Hi, all today I wanted to share with you one of the most awaited topics since I started learning elastic search. We used to have a product called MyCareer.com where we used elasticsearch and indexed around 20 million resumes. Every time due to the aggressive timelines and incremental development we are in a situation where we need to add a couple of properties to an existing index. Till now we have only one solution i.e adding new properties to the existing mapping, creating a new index based on the new mapping, and try to reindex the data by passing the source and destination index. It is a tedious job correct so that’s the reason elasticsearch came up with Data Streams and I will cover this topic in upcoming posts. In elasticsearch 7.11 release they came with a solution called Runtime Fields. Please make note that it is available in Beta

Runtime Fields: A runtime field is a field that is evaluated at query time. It enables us with the following features i.e.

  • Add fields to existing documents without reindexing your data
  • Start working with your data without understanding how it’s structured
  • Override the value returned from an indexed field at query time
  • Define fields for a specific use without modifying the underlying schema

Queries against runtime fields are considered expensive. If search.allow_expensive_queries is set to false, expensive queries are not allowed and Elasticsearch will reject any queries against runtime fields.

Advantages:

  • Runtime fields aren’t indexed, adding a runtime field doesn’t increase the index size.
  • We can define runtime fields directly in the index mapping, saving storage costs and increasing ingestion speed.
  • When you define a runtime field, you can immediately use it in search requests, aggregations, filtering, and sorting.

Disadvantages : Queries against runtime fields can be expensive, so data that you commonly search or filter on should still be mapped to indexed fields. Runtime fields can also decrease search speed, even though your index size is smaller.

Now let’s make our hands dirty by adding runtime fields.

Creating sample employee index:

PUT employee
{
  "mappings": {
    "dynamic": "runtime",
    "properties": {
      "name": {
        "type": "text",
        "fields": {
          "raw": {
            "type": "keyword"
          }
        }
      },
      "dob": {
        "type": "date",
        "format": "yyyy-MM-dd"
      }
    }
  }
}

Now we will check the employee mapping

GET employee/_mapping
Output:
{
  "employee" : {
    "mappings" : {
      "dynamic" : "runtime",
      "properties" : {
        "dob" : {
          "type" : "date",
          "format" : "yyyy-MM-dd"
        },
        "name" : {
          "type" : "text",
          "fields" : {
            "raw" : {
              "type" : "keyword"
            }
          }
        }
      }
    }
  }
}

So now we try to insert a couple of sample documents into the employee index.

PUT employee/_doc/1
{
  "name":"Kiran Sangita",
  "dob":"1980-04-01",
  "fullname":"kiran appaji sangita",
  "age":"45"

#### [WORK TO DO]
A. Tally the lines of the entries that contain the string "floor", with case counting, and give only the number.
B. Continue the Elasticsearch runtime fields post from the point where it ends.
The Elasticsearch runtime fields post and the entries that follow it are independent materials.

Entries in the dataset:

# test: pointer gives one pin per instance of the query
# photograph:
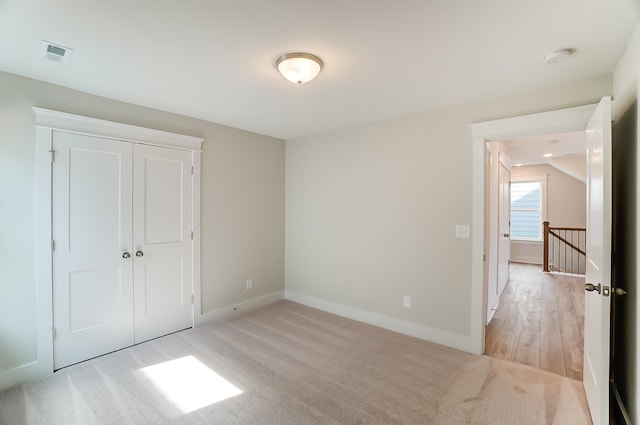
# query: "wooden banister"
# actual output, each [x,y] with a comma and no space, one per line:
[545,261]
[555,232]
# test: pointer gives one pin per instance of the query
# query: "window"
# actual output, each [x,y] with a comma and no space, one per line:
[527,208]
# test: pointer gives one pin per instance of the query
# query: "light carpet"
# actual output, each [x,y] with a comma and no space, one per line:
[291,364]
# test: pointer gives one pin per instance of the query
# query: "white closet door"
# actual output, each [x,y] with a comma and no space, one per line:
[162,241]
[92,229]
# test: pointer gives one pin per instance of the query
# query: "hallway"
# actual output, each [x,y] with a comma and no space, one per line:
[539,321]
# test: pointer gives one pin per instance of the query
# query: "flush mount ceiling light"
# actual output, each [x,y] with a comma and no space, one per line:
[559,55]
[298,67]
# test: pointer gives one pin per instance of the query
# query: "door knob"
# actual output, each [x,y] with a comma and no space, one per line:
[591,287]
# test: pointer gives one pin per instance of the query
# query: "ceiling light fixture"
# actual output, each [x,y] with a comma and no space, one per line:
[299,67]
[559,55]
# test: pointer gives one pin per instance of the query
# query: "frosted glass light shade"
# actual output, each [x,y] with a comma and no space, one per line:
[299,68]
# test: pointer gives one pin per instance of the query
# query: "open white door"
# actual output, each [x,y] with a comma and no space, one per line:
[598,273]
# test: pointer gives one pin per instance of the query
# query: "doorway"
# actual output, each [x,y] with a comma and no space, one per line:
[536,318]
[596,119]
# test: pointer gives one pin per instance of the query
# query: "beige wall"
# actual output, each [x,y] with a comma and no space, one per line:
[372,210]
[242,196]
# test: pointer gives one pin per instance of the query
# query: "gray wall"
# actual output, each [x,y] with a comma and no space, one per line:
[372,211]
[242,198]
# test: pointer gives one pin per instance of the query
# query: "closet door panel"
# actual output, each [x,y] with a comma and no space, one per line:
[162,240]
[92,228]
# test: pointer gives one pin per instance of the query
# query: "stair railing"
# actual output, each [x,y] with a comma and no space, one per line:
[564,249]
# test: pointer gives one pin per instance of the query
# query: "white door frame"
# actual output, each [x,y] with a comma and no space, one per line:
[46,121]
[558,121]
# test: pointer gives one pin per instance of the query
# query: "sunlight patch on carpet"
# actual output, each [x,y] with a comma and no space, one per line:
[189,384]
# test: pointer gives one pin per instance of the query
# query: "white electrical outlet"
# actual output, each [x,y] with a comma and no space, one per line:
[463,231]
[406,301]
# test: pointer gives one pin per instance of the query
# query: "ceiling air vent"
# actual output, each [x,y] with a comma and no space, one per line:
[56,52]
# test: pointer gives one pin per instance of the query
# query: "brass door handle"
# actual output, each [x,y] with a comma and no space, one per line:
[591,287]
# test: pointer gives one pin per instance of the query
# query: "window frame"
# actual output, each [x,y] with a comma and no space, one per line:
[542,179]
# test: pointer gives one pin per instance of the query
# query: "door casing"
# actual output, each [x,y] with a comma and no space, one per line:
[46,121]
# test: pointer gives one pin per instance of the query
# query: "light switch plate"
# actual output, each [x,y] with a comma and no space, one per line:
[463,231]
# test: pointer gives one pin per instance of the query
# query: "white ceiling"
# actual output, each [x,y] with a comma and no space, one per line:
[531,150]
[213,59]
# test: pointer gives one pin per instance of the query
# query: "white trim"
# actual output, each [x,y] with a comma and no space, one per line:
[96,127]
[570,119]
[460,342]
[241,307]
[526,259]
[46,122]
[42,365]
[195,224]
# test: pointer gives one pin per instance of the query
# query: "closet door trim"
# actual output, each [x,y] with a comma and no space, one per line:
[47,121]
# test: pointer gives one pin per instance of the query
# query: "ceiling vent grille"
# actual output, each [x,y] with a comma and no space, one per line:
[55,52]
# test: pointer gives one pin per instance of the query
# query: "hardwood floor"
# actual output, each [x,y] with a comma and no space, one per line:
[539,321]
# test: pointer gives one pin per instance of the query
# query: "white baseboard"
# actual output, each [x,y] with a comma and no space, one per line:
[241,307]
[459,342]
[23,373]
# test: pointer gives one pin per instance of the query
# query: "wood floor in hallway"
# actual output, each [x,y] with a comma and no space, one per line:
[539,321]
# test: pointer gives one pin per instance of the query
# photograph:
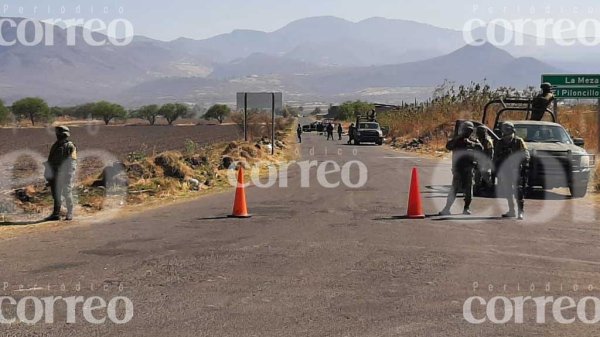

#### [EXPECTED ANSWERS]
A. 2

B.
}
PUT employee/_doc/2
{
  "name":"Kartheek Gummaluri",
  "dob":"1991-12-28",
  "fullname":"Sai Srinivasa Kartheek Gummaluri",
  "age":"29"
}
PUT employee/_doc/3
{
  "name":"Pavan Kumar",
  "dob":"1980-12-28",
  "fullname":"Pavan Arya",
  "age":"34"
}

Now we will check mapping again and we will see age, full name as runtime fields.

GET employee/_mapping
Output: 
{
  "employee" : {
    "mappings" : {
      "dynamic" : "runtime",
      "runtime" : {
        "age" : {
          "type" : "keyword"
        },
        "fullname" : {
          "type" : "keyword"
        }
      },
      "properties" : {
        "dob" : {
          "type" : "date",
          "format" : "yyyy-MM-dd"
        },
        "name" : {
          "type" : "text",
          "fields" : {
            "raw" : {
              "type" : "keyword"
            }
          }
        }
      }
    }
  }
}

Now let’s write a small query to search documents having an age greater than 29.

GET employee/_search
{
  "query": {
    "range": {
      "age": {
        "gt": 29
      }
    }
  }
}

Result:

"hits" : [
      {
        "_index" : "employee",
        "_type" : "_doc",
        "_id" : "1",
        "_score" : 1.0,
        "_source" : {
          "name" : "Kiran Sangita",
          "dob" : "1980-04-01",
          "fullname" : "kiran appaji sangita",
          "age" : "45"
        }
      },
      {
        "_index" : "employee",
        "_type" : "_doc",
        "_id" : "3",
        "_score" : 1.0,
        "_source" : {
          "name" : "Pavan Kumar",
          "dob" : "1980-12-28",
          "fullname" : "Pavan Arya",
          "age" : "34"
        }
      }
    ]

This way we simply queried using runtime field and as mentioned earlier this field is not indexed but still, we can retrieve the results.

Now lets something new out of it like we can create the concatenation of two fields with a static string as follows:

GET employee/_search
{
  "runtime_mappings": {
    "concatenated_field": {
      "type": "keyword",
      "script": {
        "source": "emit(doc['fullname'].value + '_' +  doc['age'].value.toString())"
      }
    }
  },
  "fields": [
    "concatenated_field"
  ],
  "query": {
    "match": {
      "concatenated_field": "kiran appaji sangita_45"
    }
  }
}

We defined the field concatenated_field in the runtime_mappings section. We used a short Painless script that defines how the value of concatenated_field will be calculated per document (using + to indicate concatenation of the value of the full name field with the static string ‘:’ and the value of the age field). We then used the field concatenated_field in the query. When defining a Painless script to use with runtime fields, you must include emit to return calculated values.

Result:

"hits" : [
      {
        "_index" : "employee",
        "_type" : "_doc",
        "_id" : "1",
        "_score" : 1.0,
        "_source" : {
          "name" : "Kiran Sangita",
          "dob" : "1980-04-01",
          "fullname" : "kiran appaji sangita",
          "age" : "45"
        },
        "fields" : {
          "concatenated_field" : [
            "kiran appaji sangita_45"
          ]
        }
      }
    ]

If we find that concatenated_field is a field that we want to use in multiple queries without having to define it per query, we can simply add it to the mapping by making the call:

 PUT employee/_mapping
 {
   "runtime": {
     "concatenated_field": {
       "type": "keyword",
        "script": {
        "source": "emit(doc['fullname'].value + '_' +  doc['age'].value.toString())"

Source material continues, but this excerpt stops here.